__ARBEITSAUFTRÄGE__
1. Beantworte diese Fragen zum Textauszug:
(a) Welchen Beruf nennt Prof. Dr. med. Hans Meffert hinter seinem Namen?
(b) In welchen beiden Ländern soll der Katalog laut Meffert bisher Apothekern und ihren Mitarbeitern vorbehalten sein?
(c) Auf wie viele verschiedene Verpackungen kann es laut Schätzler in einem Behandlungsjahr kommen?
2. Stimmen diese Aussagen mit dem Textauszug überein? Antworte jeweils mit Ja oder Nein und zitiere die Stelle, die es entscheidet.
(a) Der Katalog umfasst 188 Wirkstoffe.
(b) Laut Schätzler sprechen sich die Apotheken vor dem Austausch eines Präparats mit dem Arzt ab.
(c) Meffert fragt, wo Ärzte den Katalog bekommen können.
3. Nenne alle Personen, die im Textauszug mit Namen vorkommen.

__TEXTAUSZUG__
#####

Katalog mit 188 Wirkstoffen

Mit Freude habe ich gelesen, dass ein Katalog mit 188 Wirkstoffen existiert. Das ist ein wesentlicher Fortschritt, der nicht nur den Apothekern und deren Mitarbeiter/innen in Thüringen und Sachsen vorbehalten bleiben sollte. Wo und zu welchen Bedingungen können approbierte Ärzte diesen Katalog erwerben?
Freundliche Grüße
von Prof. Dr. med. Hans Meffert, Hautarzt

PD Dr. Hans-Robert Böhme 28.03.201407:32 Uhr

Armin - unwissenschaftliche politische Pharmakologie

s. www.drboehmeklipha.com Informationen für Fachkreise S.5
s. www.facharzt.de Interview vom 27.03.14

in summa Politische Pharmakologie zum Schaden eines ganzen Volkes !

Dr. Thomas Georg Schätzler 27.03.201418:05 Uhr

"Armin" ist kontraproduktiv!

Fünf Medikamente, haus- und fachärztlicherseits morbiditätsadaptiert, leitlininiengerecht und evidenzbasiert für GKV-Patienten persönlich verordnet, bedeuten für unsere oft verunsicherten und bio-psycho-sozial eingeschränkten Kranken je nach Marktlage bis zu z w a n z i g verschiedene Verpackungen, Logos, Tabletten-Formen und -Farben, Herstellernamen oder Reimporte aus EU-Ländern in einem e i n z i g e n Behandlungsjahr.

Denn die Apotheken können o h n e Arztrücksprache in Eigenregie willkürlich i r g e n d e i n zu der Wirkstoffverordnung des Arztes halbwegs passendes Billig-Präparat heraussuchen, um ein fiktives Einsparpotenzial zu erreichen.

Das ist m. E. ein unverantwortliches "Medikations-Destabilisations-Management", e r h ö h t Arzneimittelrisiken durch Verringerung von Compliance und Adhärenz bei Patientinnen und Patienten auf der beratungsfernen pharmazeutischen Suche nach tagesaktuellen Medikamenten-Höchstrabatten.

Bei dieser Verunsicherung landen Generika-Präparate reihenweise auf dem Müll, werden nicht eingenommen oder müssen kostentreibend mehrfach verordnet werden. Vgl. auf "Schätzlers Schafott" vom 29.1.2013 ABDA-KBV-Eckpunkte sind eher geblisterte Knackpunkte
und vom 20.9.2013 ABDA-KBV-Modell - Woche der Wiederbelebung?

#####

__VORGEGEBENE ZEILEN__
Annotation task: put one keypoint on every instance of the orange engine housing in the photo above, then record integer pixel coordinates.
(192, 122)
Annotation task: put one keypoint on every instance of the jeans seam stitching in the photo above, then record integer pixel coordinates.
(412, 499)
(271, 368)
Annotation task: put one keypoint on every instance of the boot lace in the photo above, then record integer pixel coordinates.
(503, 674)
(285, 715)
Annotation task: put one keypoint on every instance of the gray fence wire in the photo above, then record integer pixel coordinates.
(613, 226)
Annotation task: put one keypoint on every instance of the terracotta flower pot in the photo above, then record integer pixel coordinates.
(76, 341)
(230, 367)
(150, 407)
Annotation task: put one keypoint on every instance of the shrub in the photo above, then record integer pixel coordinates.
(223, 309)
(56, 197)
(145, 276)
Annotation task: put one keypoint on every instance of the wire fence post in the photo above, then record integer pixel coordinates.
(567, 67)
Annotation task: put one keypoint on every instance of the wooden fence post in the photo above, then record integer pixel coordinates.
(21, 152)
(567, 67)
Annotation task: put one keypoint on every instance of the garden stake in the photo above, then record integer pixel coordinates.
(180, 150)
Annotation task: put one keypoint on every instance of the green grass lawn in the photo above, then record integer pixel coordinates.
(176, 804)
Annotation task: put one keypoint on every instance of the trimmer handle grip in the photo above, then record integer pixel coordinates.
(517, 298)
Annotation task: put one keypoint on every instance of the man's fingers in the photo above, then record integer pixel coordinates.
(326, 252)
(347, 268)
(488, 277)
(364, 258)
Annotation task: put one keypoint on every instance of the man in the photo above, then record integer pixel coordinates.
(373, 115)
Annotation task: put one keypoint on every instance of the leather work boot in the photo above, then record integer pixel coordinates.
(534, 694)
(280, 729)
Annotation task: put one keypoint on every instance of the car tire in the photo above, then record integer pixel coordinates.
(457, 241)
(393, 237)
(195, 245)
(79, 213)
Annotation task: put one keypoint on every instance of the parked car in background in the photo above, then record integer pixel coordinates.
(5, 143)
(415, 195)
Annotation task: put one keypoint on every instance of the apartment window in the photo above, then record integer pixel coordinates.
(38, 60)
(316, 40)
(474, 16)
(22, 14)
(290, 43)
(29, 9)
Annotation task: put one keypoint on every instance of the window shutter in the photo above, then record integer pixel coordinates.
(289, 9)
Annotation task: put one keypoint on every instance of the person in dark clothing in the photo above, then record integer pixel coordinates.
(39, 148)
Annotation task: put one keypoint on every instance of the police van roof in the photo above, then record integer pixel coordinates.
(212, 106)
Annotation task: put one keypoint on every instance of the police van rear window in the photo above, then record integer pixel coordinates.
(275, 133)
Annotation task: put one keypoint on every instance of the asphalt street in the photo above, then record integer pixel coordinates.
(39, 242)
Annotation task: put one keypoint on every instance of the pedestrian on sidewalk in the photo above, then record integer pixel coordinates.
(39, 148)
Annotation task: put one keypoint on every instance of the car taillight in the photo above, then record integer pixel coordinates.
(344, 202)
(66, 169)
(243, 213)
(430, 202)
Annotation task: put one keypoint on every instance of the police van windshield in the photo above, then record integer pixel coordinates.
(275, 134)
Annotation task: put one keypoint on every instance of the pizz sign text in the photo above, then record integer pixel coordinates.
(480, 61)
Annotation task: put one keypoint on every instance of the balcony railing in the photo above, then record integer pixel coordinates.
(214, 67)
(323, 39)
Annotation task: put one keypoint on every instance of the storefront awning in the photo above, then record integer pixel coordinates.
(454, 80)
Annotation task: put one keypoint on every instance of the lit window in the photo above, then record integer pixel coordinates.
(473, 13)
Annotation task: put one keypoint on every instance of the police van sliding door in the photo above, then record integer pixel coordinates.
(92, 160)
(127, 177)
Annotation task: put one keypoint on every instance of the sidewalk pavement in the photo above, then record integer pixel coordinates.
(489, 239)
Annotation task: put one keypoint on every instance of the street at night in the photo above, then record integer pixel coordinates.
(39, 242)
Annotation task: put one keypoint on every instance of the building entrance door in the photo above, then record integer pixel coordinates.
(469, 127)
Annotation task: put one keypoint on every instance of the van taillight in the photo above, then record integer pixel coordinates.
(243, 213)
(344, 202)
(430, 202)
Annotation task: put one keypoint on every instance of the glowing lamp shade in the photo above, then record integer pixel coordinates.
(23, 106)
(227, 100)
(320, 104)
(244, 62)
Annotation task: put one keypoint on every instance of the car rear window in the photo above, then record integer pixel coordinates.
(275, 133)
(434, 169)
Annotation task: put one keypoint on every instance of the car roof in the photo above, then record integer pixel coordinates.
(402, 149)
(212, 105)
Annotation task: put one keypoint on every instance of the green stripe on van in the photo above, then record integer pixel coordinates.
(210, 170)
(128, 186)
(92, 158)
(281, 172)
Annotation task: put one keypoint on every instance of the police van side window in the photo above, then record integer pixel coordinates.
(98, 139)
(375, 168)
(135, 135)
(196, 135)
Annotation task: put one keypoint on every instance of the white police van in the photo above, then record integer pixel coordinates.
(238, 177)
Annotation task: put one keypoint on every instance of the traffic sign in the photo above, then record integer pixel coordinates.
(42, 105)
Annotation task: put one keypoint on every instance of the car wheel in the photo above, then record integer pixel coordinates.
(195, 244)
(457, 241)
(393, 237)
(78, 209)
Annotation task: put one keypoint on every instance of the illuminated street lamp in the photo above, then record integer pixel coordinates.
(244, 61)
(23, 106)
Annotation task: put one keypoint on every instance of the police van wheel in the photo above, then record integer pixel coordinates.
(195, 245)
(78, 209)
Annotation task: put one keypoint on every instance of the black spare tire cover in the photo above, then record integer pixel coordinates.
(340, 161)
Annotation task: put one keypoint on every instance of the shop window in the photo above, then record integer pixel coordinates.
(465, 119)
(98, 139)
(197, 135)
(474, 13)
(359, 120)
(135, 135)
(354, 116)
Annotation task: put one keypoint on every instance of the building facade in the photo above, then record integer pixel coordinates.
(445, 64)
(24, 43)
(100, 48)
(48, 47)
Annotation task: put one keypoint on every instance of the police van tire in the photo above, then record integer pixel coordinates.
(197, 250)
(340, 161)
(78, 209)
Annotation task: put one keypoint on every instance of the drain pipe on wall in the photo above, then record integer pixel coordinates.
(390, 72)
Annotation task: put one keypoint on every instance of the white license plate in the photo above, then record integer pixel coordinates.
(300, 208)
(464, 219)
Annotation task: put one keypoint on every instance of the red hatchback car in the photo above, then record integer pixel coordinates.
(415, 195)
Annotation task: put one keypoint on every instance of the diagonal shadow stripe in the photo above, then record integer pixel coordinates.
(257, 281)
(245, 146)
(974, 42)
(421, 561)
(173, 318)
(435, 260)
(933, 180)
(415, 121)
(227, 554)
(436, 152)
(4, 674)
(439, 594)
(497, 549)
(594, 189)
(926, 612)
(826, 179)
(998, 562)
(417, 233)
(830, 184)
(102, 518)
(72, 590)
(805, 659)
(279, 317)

#####

__LÖSUNGEN__
1.
(a) Hautarzt
(b) Thüringen und Sachsen
(c) bis zu zwanzig

2.
(a) Ja: „Katalog mit 188 Wirkstoffen“
(b) Nein: „Denn die Apotheken können o h n e Arztrücksprache in Eigenregie willkürlich i r g e n d e i n zu der Wirkstoffverordnung des Arztes halbwegs passendes Billig-Präparat heraussuchen“
(c) Ja: „Wo und zu welchen Bedingungen können approbierte Ärzte diesen Katalog erwerben?“

3.
Prof. Dr. med. Hans Meffert
PD Dr. Hans-Robert Böhme
Dr. Thomas Georg Schätzler